====== Material to process ======
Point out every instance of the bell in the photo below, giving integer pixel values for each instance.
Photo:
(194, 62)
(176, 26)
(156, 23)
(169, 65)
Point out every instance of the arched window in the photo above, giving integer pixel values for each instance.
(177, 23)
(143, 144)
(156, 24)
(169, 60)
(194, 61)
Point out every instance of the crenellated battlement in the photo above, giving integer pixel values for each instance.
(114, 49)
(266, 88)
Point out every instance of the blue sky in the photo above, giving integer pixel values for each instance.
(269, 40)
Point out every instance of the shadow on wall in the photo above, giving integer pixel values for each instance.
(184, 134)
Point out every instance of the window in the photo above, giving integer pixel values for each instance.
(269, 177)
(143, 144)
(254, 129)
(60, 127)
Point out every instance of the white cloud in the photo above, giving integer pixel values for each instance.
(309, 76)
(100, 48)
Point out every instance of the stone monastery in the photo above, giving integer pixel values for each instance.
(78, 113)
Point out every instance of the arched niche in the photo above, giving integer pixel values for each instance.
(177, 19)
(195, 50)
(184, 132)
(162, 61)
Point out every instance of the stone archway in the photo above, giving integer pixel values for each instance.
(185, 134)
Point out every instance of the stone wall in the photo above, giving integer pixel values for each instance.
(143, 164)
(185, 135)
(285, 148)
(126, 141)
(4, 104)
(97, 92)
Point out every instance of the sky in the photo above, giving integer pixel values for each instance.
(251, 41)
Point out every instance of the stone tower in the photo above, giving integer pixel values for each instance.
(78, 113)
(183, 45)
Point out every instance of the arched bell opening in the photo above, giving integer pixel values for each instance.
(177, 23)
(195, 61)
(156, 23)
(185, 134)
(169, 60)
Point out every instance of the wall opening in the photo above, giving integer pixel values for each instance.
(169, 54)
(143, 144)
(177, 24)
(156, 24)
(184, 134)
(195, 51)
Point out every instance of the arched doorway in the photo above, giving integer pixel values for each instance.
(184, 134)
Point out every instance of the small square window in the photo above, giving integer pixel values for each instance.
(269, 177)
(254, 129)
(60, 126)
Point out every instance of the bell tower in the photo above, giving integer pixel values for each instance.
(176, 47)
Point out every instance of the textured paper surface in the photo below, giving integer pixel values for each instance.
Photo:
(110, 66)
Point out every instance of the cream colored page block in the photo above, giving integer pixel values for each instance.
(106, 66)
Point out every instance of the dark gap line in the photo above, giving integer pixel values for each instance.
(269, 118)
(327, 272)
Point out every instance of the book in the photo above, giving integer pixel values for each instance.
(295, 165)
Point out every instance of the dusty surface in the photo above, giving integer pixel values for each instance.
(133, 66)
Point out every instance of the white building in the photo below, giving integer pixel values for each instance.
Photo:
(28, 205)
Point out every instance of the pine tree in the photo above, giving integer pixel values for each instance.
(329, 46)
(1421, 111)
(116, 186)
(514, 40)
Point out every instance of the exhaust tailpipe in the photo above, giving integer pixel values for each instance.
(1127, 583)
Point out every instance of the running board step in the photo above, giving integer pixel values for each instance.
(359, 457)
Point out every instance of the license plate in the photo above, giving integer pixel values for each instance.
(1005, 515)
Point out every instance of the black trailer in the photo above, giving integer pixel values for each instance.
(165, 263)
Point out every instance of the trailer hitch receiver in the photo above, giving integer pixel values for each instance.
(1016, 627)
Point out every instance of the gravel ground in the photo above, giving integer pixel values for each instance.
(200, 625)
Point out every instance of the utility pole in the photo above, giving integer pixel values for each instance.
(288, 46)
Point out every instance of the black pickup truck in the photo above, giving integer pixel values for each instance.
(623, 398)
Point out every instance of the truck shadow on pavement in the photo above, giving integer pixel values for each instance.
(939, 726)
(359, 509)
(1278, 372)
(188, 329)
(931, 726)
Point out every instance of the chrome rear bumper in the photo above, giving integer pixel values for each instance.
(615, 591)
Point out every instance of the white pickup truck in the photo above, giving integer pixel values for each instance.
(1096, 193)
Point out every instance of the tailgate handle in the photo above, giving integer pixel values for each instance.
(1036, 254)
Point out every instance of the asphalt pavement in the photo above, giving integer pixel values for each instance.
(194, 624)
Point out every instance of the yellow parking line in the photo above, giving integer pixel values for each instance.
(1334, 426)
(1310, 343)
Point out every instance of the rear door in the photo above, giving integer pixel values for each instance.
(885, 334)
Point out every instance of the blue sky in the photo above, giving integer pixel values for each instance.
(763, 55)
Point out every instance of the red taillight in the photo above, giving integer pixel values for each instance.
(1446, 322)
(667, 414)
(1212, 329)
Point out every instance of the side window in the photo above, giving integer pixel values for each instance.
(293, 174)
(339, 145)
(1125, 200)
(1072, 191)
======
_Prompt_
From the listing above, pick out every line containing "below".

_Result_
Point out every instance of the bell in the photo below, giving integer pixel values for each instance.
Point out every instance of the textured paper surface in the photo below, giving integer pixel values for each instance.
Point out every instance of the white building in the photo below, giving integer pixel values for each instance.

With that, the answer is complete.